■ ABOUT THIS TASK: Give the entries again, exactly as written.

■ SOURCE INFORMATION:
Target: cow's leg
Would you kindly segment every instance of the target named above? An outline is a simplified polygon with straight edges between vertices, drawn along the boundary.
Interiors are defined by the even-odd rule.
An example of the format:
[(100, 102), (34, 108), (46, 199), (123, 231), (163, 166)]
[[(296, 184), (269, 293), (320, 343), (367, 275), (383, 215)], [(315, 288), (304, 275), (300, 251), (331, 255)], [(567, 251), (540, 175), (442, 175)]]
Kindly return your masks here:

■ RESPONSE TO THE EXERCISE:
Target: cow's leg
Would you kindly segment every instance of the target named above? An outline is a simplified polygon with straight edges between vertices, drawn along the boundary.
Interiors are defined by the even-odd rule.
An example of the format:
[(100, 102), (34, 108), (46, 199), (123, 231), (163, 166)]
[[(296, 184), (269, 293), (320, 343), (367, 275), (383, 215)], [(315, 288), (304, 275), (300, 251), (331, 255)], [(567, 251), (540, 175), (442, 175)]]
Kindly return your masks here:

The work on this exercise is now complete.